Format the rows below as a Markdown table with columns n and Line, giving each line with its number and leaving out blank lines. Cover only the part that opens with the line containing "on the litter" and runs through the end of the rows.

------ Records to use

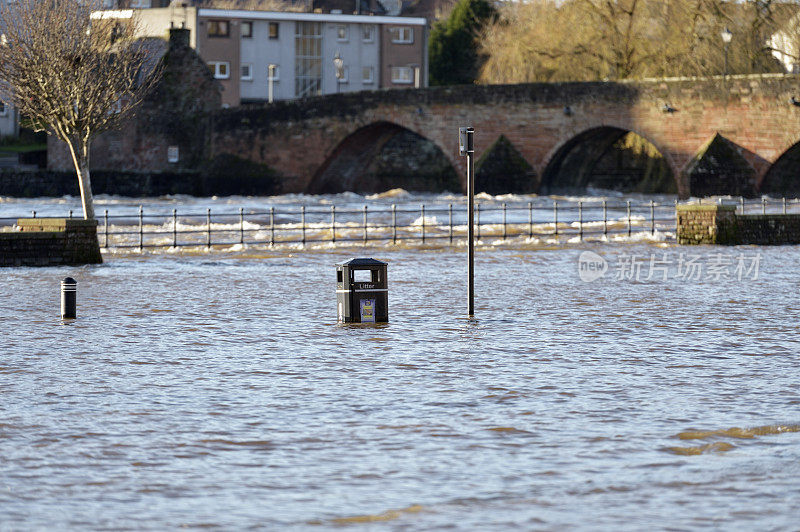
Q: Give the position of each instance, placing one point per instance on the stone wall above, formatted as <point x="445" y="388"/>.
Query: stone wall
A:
<point x="208" y="182"/>
<point x="706" y="224"/>
<point x="50" y="242"/>
<point x="768" y="229"/>
<point x="679" y="117"/>
<point x="719" y="224"/>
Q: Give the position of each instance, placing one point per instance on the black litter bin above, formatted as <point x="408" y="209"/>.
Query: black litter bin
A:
<point x="362" y="293"/>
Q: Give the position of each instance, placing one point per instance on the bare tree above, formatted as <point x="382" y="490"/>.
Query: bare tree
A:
<point x="72" y="75"/>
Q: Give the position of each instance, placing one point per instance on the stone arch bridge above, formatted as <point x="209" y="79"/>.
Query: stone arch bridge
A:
<point x="738" y="135"/>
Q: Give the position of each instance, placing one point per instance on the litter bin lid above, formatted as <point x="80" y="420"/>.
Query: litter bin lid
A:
<point x="362" y="262"/>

------------

• Answer to this problem:
| n | Line |
|---|---|
| 1 | Q: Give the position of each instance, placing one point per instance on the litter bin lid above, formatted as <point x="80" y="420"/>. |
| 2 | Query: litter bin lid |
| 3 | A: |
| 4 | <point x="362" y="262"/> |